• **Stored items from a collection**:
══════════
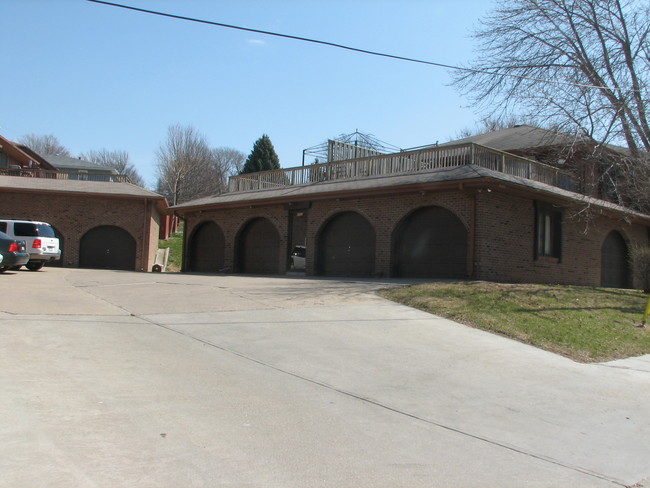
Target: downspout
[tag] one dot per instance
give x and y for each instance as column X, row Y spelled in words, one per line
column 146, row 240
column 185, row 235
column 473, row 261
══════════
• **DESCRIPTION OF THE TASK**: Retype every record above exactly as written, but leave out the pictures.

• **SOLUTION**:
Target: downspout
[tag] one dot per instance
give x and y for each instance as column X, row Y spelled in words, one per line
column 146, row 240
column 185, row 235
column 473, row 261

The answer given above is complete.